#### EXCERPTED PASSAGE

Monday, May 14, 2018

A New Creation

    Resurrection and Justification                                                                                                                                                                         Eastertide 2018

"A New Creation"

Rev. Paul Mitchell

Vashon United Methodist Church

May 6, 2018                                           

Acts 4:32-35; John 20:19-31

As I reviewed my notes before starting to prepare for this sermon, on first glance my summary of the text appeared to start, “On the evening of the first Easter, Jesus entered a locker room.” Still, there may be something similar between a team huddled in the locker room and the team huddled in the locked room on that first Easter evening. The game appeared to be over. The enemy had triumphed. Despair had demobilized the team.

In quick succession, John paints two pictures a week apart. In the first, a few of Jesus’ followers, possibly mostly the men, because the women for some reason have already figured it out and are waiting for the men to catch up – typical – are gathered behind closed doors – their hopes for the messiah in a chaotic mess. Fear and anxiety are palpable. Conversations are whispered. Lights are low. Their limbic systems are on high alert. Vision is narrowed. Hope is lost. Into this dungeon of chaos and despair Jesus breathes the Spirit of peace, discernment, and empowerment. It was the first Easter evening, and it turns out the women were right as usual – death could not contain the Lord of life.

########

• PARTS OF THE EXERCISE:
A) List the qualities of the Spirit that, according to the sermon, Jesus breathes into the dungeon of chaos and despair.
B) According to the sermon, how far apart in time are the two pictures that John paints?
The records are separate material and have no connection to the sermon.

#### MATERIAL SHOWN

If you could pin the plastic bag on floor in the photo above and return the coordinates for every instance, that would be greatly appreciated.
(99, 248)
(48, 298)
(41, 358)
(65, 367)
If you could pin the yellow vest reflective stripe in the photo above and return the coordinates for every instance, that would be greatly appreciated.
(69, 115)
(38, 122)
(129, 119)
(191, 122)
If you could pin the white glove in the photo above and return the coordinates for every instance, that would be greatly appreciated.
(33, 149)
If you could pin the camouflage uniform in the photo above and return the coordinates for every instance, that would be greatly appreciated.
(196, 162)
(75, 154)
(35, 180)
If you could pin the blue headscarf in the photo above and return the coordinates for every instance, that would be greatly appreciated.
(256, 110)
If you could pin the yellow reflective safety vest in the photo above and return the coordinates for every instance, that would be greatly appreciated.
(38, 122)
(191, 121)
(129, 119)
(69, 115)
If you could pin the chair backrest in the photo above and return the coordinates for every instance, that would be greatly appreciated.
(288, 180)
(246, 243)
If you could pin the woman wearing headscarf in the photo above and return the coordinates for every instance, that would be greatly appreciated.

########

• SOLVED TASKS:
A) Peace, discernment, and empowerment

B) A week apart